## [GIVEN PROBLEM]
Add 20 to every coordinate in the answer points of the rows below, then write out all the lines again, requests included. Leave the format samples unchanged.

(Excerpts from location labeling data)
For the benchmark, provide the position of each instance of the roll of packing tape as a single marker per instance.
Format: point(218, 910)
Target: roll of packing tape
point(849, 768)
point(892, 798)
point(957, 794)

## [RESULT FOR THIS TASK]
For the benchmark, provide the position of each instance of the roll of packing tape as a single marker per instance.
Format: point(218, 910)
Target: roll of packing tape
point(869, 788)
point(912, 818)
point(977, 814)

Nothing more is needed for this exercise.